__Consigne à suivre__:
Veuillez recopier intégralement le texte proposé ci-dessous, sans rien y modifier.

__Texte proposé__:

====

Influencé depuis la veille par la “petite voix” d’un “être égoïste, égocentrique et manipulateur” qui résonnait dans sa tête, l’encourageant à “faire le mal” et à “commettre un assassinat”, l’adolescent avait pris un couteau trouvé dans la cuisine de son père pour le ranger dans le sac qu’il emporterait le lendemain, en cours d’espagnol.
Un élève décrit comme “travailleur” et “intelligent”, et ce, malgré ses troubles dysorthographiques et dysgraphiques, au bulletin scolaire brillant, quasiment dans toutes les matières, sauf en langue espagnole. Un échec pas si anodin. Celui-ci aurait développé une “animosité” envers sa professeure, mais comme le précise Sofia, une ancienne camarade de collège, même s’il était “parfois arrogant ou colérique” et qu’il “n’appréciait pas vraiment se faire reprendre par ses profs quand il donnait une mauvaise réponse, il restait gentil avec les enseignants”. Visiblement “inconnu des services de police, d’assistance éducative, et de l’aide sociale à l’enfance” selon les informations rapportées par le Procureur de la République de Bayonne, il est dit du jeune homme qu’il serait de nature “solitaire” n’ayant que “2 ou 3 amis, pas plus” et plutôt “maladroit dans sa communication avec autrui”.

====

__Jeu de données__:
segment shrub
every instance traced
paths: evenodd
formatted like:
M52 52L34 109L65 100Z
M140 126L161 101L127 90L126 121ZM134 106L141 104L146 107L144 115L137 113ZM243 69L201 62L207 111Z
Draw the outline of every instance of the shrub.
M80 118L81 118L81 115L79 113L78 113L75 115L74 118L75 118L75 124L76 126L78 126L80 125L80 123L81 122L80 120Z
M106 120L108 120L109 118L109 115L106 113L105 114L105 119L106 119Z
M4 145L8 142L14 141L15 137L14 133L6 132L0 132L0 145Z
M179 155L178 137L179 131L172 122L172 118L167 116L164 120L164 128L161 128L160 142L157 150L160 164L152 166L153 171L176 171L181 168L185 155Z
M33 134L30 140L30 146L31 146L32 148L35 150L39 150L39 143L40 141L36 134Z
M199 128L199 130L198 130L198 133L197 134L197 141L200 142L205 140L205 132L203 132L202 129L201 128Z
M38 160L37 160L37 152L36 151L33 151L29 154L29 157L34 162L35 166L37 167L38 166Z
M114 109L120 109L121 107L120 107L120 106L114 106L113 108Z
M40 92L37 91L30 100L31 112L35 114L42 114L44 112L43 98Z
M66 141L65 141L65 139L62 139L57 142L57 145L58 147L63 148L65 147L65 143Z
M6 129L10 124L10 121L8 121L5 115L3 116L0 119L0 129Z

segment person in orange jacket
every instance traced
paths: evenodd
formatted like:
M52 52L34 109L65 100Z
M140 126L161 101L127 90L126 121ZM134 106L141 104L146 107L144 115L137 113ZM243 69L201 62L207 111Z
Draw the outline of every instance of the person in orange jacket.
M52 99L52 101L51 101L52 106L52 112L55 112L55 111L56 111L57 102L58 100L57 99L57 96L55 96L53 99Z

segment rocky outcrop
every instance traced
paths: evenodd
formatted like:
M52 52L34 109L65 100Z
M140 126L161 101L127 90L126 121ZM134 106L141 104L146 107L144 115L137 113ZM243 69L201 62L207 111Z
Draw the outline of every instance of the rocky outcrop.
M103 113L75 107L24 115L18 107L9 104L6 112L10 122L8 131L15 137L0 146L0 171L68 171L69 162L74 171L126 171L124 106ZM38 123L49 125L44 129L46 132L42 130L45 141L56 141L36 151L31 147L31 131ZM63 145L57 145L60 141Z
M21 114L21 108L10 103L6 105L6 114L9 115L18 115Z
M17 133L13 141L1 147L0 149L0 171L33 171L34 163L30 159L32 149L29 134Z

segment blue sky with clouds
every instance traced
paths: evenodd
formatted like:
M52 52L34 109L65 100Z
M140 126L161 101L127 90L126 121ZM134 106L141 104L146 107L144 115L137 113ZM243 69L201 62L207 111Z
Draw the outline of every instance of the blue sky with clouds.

====

__Zone de réponse__:
Influencé depuis la veille par la “petite voix” d’un “être égoïste, égocentrique et manipulateur” qui résonnait dans sa tête, l’encourageant à “faire le mal” et à “commettre un assassinat”, l’adolescent avait pris un couteau trouvé dans la cuisine de son père pour le ranger dans le sac qu’il emporterait le lendemain, en cours d’espagnol.
Un élève décrit comme “travailleur” et “intelligent”, et ce, malgré ses troubles dysorthographiques et dysgraphiques, au bulletin scolaire brillant, quasiment dans toutes les matières, sauf en langue espagnole. Un échec pas si anodin. Celui-ci aurait développé une “animosité” envers sa professeure, mais comme le précise Sofia, une ancienne camarade de collège, même s’il était “parfois arrogant ou colérique” et qu’il “n’appréciait pas vraiment se faire reprendre par ses profs quand il donnait une mauvaise réponse, il restait gentil avec les enseignants”. Visiblement “inconnu des services de police, d’assistance éducative, et de l’aide sociale à l’enfance” selon les informations rapportées par le Procureur de la République de Bayonne, il est dit du jeune homme qu’il serait de nature “solitaire” n’ayant que “2 ou 3 amis, pas plus” et plutôt “maladroit dans sa communication avec autrui”.